§ **Listing**:
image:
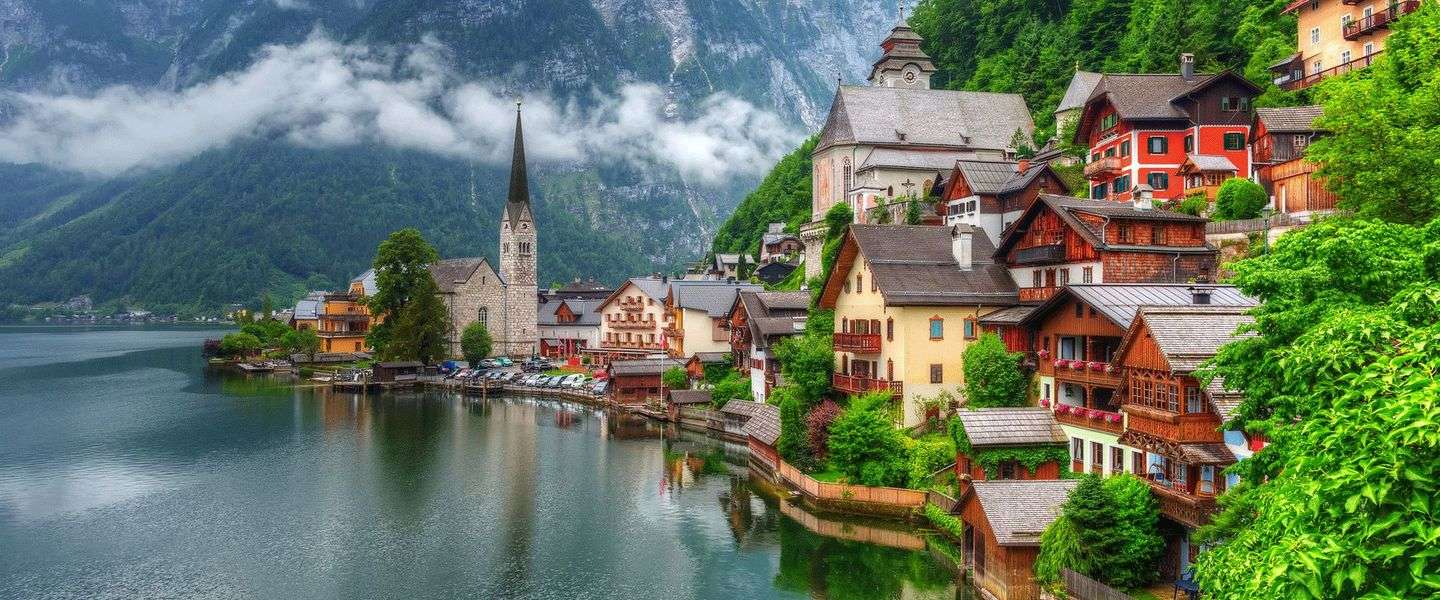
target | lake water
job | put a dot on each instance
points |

* * *

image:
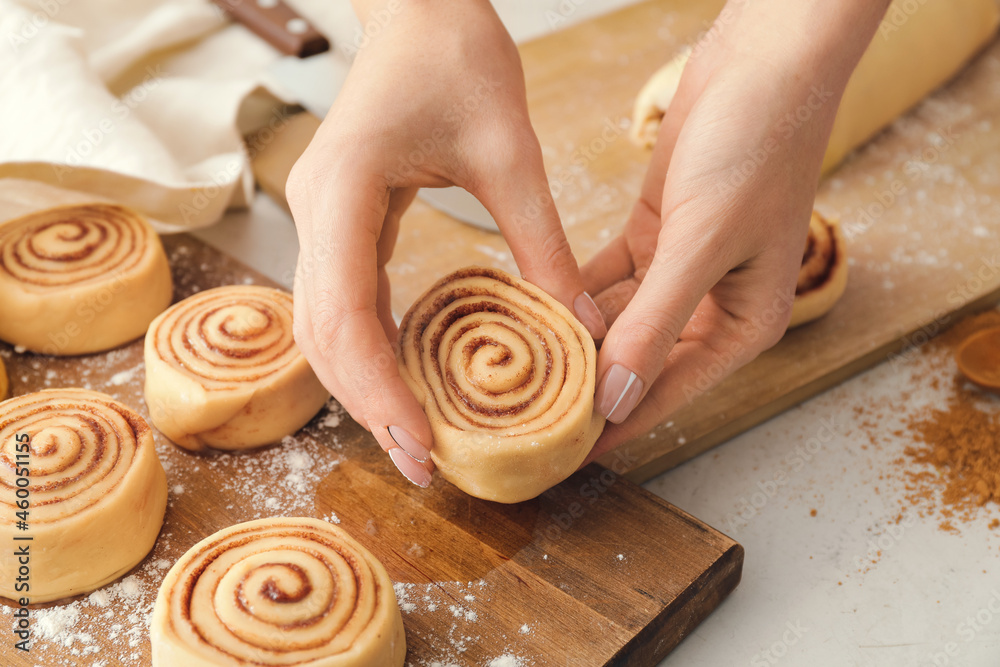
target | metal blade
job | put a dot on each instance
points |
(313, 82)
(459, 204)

...

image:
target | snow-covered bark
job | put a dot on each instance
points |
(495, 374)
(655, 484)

§ **What to produce**: Report each line of the data above that contains the string "target". The match is case-sensitive.

§ **Solution for this task**:
target | lake water
target | metal blade
target | snow-covered bark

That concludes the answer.